Add edges for a specific site using a distance clustering strategy.

This method is used by DistanceClusteringGraphID to add bonds for a specific site and distance cluster.

Parameters:

Name	Type	Description	Default
`structure`	`Structure`	A pymatgen Structure object.	required
`strategy`	`DistanceClusteringNN`	A distance clustering neighbor-finding strategy.	required
`_sg`	`StructureGraph`	An existing StructureGraph to modify.	required
`n`	`int`	The site index to add edges for.	required
`weights`	`bool`	If True, include bond weights from the strategy.	`False`
`rank_k`	`int`	The distance cluster index (0-based).	`1`
`cutoff`	`float`	Maximum distance cutoff in Angstroms.	`6.0`

Returns:

Type	Description
`StructureGraph`	The modified StructureGraph with new edges.

Raises:

Type	Description
`ValueError`	If the strategy does not support structures.

Source code in graph_id/analysis/graphs.py

@staticmethod
def with_indivisual_state_comp_strategy(structure, strategy, _sg, n, weights=False, rank_k=1, cutoff=6.0):
    """Add edges for a specific site using a distance clustering strategy.

    This method is used by DistanceClusteringGraphID to add bonds
    for a specific site and distance cluster.

    Parameters
    ----------
    structure : Structure
        A pymatgen Structure object.
    strategy : DistanceClusteringNN
        A distance clustering neighbor-finding strategy.
    _sg : StructureGraph
        An existing StructureGraph to modify.
    n : int
        The site index to add edges for.
    weights : bool, default False
        If True, include bond weights from the strategy.
    rank_k : int, default 1
        The distance cluster index (0-based).
    cutoff : float, default 6.0
        Maximum distance cutoff in Angstroms.

    Returns
    -------
    StructureGraph
        The modified StructureGraph with new edges.

    Raises
    ------
    ValueError
        If the strategy does not support structures.

    """
    if not strategy.structures_allowed:
        raise ValueError(  # noqa: TRY003
            "Chosen strategy is not designed for use with structures!",  # noqa: EM101
        )

    nn_info = strategy.get_nn_info(structure, n, rank_k, cutoff)

    for neighbor in nn_info:
        # local_env will always try to add two edges
        # for any one bond, one from site u to site v
        # and another form site v to site u: this is
        # harmless, so warn_duplicates=False
        _sg.add_edge(
            from_index=n,
            from_jimage=(0, 0, 0),
            to_index=neighbor["site_index"],
            to_jimage=neighbor["image"],
            weight=neighbor["weight"] if weights else None,
            warn_duplicates=False,
            edge_properties=neighbor["edge_properties"],
        )

    return _sg

`set_elemental_labels()` ¶

Set element symbols as starting labels for compositional sequences.

This is the default labeling scheme where each site is labeled by its element symbol (e.g., "Na", "Cl").

▶ **What is expected**:
Write the next part of the graph_id API documentation above, picking up after its last sentence.

▶ **Material**:
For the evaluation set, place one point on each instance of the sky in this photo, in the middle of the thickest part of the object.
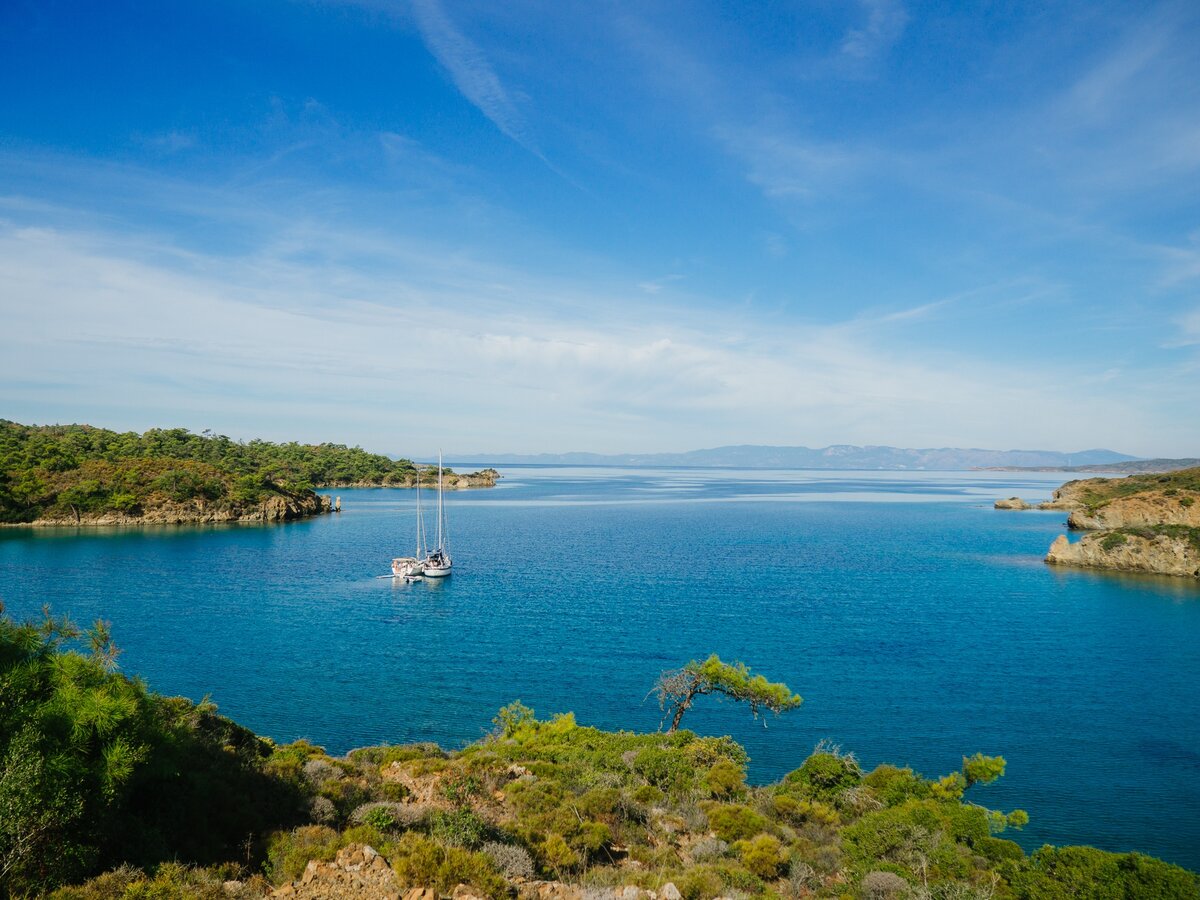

▶ **Task response**:
Source code in graph_id/analysis/graphs.py

def set_elemental_labels(self):
    """Set element symbols as starting labels for compositional sequences.

    This is the default labeling scheme where each site is labeled
    by its element symbol (e.g., "Na", "Cl").
    """
    self.starting_labels = [site.species_string for site in self.structure]

`set_wyckoffs(symmetry_tol: float = 0.01) -> None` ¶

Set Wyckoff position labels for each site.

Labels each site with its element, Wyckoff letter, and space group number in the format "{element}_{wyckoff}_{spacegroup}".

Parameters:

Name	Type	Description	Default
`symmetry_tol`	`float`	Tolerance for symmetry detection in Angstroms.	`0.01`

Notes

If symmetry detection fails, falls back to elemental labels.

Source code in graph_id/analysis/graphs.py

def set_wyckoffs(self, symmetry_tol: float = 0.01) -> None:
    """Set Wyckoff position labels for each site.

    Labels each site with its element, Wyckoff letter, and space group
    number in the format ``"{element}_{wyckoff}_{spacegroup}"``.

    Parameters
    ----------
    symmetry_tol : float, default 0.01
        Tolerance for symmetry detection in Angstroms.

    Notes
    -----
    If symmetry detection fails, falls back to elemental labels.

    """
    siteless_strc = self.structure.copy()

    for site_i in range(len(self.structure)):
        siteless_strc.replace(site_i, Element("H"))

    sga = SpacegroupAnalyzer(siteless_strc, symprec=symmetry_tol)
    sym_dataset = sga.get_symmetry_dataset()

    if sym_dataset is None:
        self.set_elemental_labels()
        return

    wyckoffs = sym_dataset.wyckoffs
    number = sym_dataset.number

    attribute_values = {}

    self.starting_labels = []
    for site_i, w in enumerate(wyckoffs):
        attribute_values[site_i] = f"{self.structure[site_i].species_string}_{w}_{number}"
        self.starting_labels.append(f"{self.structure[site_i].species_string}_{w}_{number}")

`set_compositional_sequence_node_attr(hash_cs: bool = False, wyckoff: bool = False, additional_depth: int = 0, diameter_factor: int = 2, use_previous_cs: bool = False) -> None` ¶

Compute and set compositional sequences as node attributes.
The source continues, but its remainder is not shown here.